### Extract to read:

• • •

80. “I am bipolar, and I am proud. And that is why I wanted to write a book. To shine a light on mental illness, to be vulnerable about the days I let it take control and paid dearly for it, and to tell anyone fighting a similar battle: You are not alone. You are not broken.”
— AJ Lee

81. “My recovery from manic depression has been an evolution, not a sudden miracle.”
— Patty Duke

82. “When under the strain of bipolar’s strongest symptoms, we certainly can make selfish decisions, but that doesn’t make us selfish people. In fact, because we have struggled and known such depths of darkness, our compassion runs deeper.”
— Lyss Trayers

83. “Life is like a piano; the white keys represent happiness and the black show sadness. But as you go through life’s journey, remember that the black keys also create music.”
— Ehssan

84. “Emotions, moods, impulses, ebb and flow with the tide of my life. Tidal waves, at times, in a bipolar mind.”
― H.G.

85. “Worrying is carrying tomorrow’s load with today’s strength-carrying two days at once. Worrying doesn’t empty tomorrow of its sorrow, it empties today of its strength.”
— Corrie Ten Boom

86. “Don’t let your mind bully your body into believing it must carry the burden of its worries.”
— Astrid Alauda

87. “What does your anxiety do? It does not empty tomorrow of its sorrow, but it empties today of its strength. It does not make you escape the evil; it makes you unfit to cope with it if it comes.”
― Raymond L. Cramer

88. “If you want to conquer the anxiety of life, live in the moment, live in the breath.”
— Amit Ray

89. “Good humor is a tonic for mind and body. It is the best antidote for anxiety and depression. It is a business asset. It attracts and keeps friends. It lightens human burdens. It is the direct route to serenity and contentment.”
— Grenville Kleiser

90. “Nothing diminishes anxiety faster than action.”
— Walter Anderson

91. “No amount of anxiety can change the future. No amount of regret can change the past.”
— Karen Salmansohn

92. “Anxiety is a thin stream of fear trickling through the mind. If encouraged, it cuts a channel into which all other thoughts are drained.”
— Arthur Somers Roche

93. “Feelings come and go like clouds in a windy sky. Conscious breathing is my anchor.”
— Thich Nhat Hanh

94. “My anxiety doesn’t come from thinking about the future but from wanting to control it.”

• • •

[Source records]
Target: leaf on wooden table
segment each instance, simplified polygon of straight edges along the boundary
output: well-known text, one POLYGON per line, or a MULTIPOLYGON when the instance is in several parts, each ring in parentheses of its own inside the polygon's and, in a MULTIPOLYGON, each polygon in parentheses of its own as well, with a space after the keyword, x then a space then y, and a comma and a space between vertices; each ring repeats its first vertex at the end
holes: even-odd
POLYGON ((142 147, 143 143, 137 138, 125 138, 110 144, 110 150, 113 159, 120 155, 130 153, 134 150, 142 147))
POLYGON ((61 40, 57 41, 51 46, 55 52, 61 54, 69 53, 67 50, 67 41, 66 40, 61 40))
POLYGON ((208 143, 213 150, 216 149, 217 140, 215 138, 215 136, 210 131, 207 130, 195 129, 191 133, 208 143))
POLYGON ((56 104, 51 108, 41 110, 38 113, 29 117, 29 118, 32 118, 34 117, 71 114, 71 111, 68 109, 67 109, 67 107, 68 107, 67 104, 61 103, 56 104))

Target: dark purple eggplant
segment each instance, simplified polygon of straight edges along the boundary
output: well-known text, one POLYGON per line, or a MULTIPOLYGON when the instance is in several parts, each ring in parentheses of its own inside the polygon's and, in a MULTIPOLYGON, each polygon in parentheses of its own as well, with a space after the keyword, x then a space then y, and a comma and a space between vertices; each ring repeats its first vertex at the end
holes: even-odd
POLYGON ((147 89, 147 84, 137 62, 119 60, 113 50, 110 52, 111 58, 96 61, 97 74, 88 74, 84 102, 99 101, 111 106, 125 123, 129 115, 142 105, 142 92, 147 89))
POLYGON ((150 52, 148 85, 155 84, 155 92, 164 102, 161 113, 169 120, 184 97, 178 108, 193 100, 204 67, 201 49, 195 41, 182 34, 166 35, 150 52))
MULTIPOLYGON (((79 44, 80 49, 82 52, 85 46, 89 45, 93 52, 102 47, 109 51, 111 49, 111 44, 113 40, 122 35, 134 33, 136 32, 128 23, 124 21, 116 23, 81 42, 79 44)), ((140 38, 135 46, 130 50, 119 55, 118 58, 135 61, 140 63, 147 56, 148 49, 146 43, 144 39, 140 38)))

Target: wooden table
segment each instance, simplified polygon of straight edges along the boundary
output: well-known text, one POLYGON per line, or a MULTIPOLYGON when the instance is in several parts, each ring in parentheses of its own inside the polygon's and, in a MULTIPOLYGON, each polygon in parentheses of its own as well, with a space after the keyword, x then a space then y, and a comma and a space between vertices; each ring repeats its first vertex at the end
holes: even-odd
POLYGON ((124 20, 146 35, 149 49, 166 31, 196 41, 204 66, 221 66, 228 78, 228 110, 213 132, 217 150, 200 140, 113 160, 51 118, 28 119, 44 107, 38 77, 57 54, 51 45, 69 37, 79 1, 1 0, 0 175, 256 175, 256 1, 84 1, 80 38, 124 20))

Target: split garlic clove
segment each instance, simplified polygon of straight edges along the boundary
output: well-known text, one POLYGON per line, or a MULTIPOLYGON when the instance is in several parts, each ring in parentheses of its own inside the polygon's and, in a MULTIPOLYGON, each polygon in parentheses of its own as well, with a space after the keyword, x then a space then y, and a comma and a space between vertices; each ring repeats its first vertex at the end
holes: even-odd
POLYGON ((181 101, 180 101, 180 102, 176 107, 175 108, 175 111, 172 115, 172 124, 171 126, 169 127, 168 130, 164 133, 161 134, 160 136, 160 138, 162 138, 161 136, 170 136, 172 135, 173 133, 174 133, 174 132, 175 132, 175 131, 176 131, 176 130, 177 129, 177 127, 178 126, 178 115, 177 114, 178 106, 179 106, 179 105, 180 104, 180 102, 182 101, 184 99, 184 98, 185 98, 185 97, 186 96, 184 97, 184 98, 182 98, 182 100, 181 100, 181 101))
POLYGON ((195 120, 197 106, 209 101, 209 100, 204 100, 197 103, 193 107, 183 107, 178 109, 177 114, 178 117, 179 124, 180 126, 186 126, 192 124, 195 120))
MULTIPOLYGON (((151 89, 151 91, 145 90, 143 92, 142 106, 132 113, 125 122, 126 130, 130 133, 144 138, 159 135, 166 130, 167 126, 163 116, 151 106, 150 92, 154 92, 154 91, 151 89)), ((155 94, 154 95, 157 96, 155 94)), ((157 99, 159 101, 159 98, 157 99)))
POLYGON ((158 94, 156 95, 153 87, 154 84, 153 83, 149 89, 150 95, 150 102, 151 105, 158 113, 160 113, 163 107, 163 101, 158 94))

• • •

Extend the numbered list of quotes on mental health, picking up after the last quote shown. The lines come from a separate source unrelated to the quotes.

### Result of the task:
— Hugh Prather

95. “[Slow breathing] is like an anchor in the midst of an emotional storm: the anchor won’t make the storm goes away, but it will hold you steady until it passes.
— Russ Harris

96. “Anxiety does not empty tomorrow of its sorrows, but only empties today of its strength.”
— Charles Spurgeon

97. “Self-compassion is simply giving the same kindness to ourselves that we would give to others.”
— Christopher Germer

98. “The best thing you could do is master the chaos in you. You are not thrown into the fire, you are the fire.”
— Mama Indigo

99. “Until you make the unconscious conscious, it will direct your life and you will call it fate.”
— Carl Jung

100. “Start listening to the way you talk to yourself. These interactions will tell you how well you know yourself, how much you respect yourself, and what boundaries you are lacking.”
— Sara Kuburic

101. “By taking care of myself I have so much more to offer the world than I do when I am running on empty.”
— Ali Washington

102. “As you reflect back on the previous weeks, months or year, look for moments you can celebrate too. There will be some, even if you have to look a little harder.”
— Emily Coxhead

103. “When I don’t pay attention to my feelings, I tend to put up with situations and people longer than I should.”
— Allyson Dinneen

104. “The gentlest reminder: You might not need to read another self-help book, attend another training, or bookmark another Instagram post as much as you need to listen to, trust, and practice what you already know. What if the answer you’re looking for is actually within you already?”
— Lisa Olivera

105. “Deep breathing is our nervous system’s love language.”
— Dr. Lauren Fogel Mersy

106. “Don’t believe everything you think.”
— Unknown

107. “You don’t have to control your thoughts. You just have to stop letting them control you.”
— Dan Millman

108. “That was the crux. You. Only you could work on you. Nobody could force you, and if you weren’t ready, then you weren’t ready, and no amount of open-armed encouragement was going to change that.”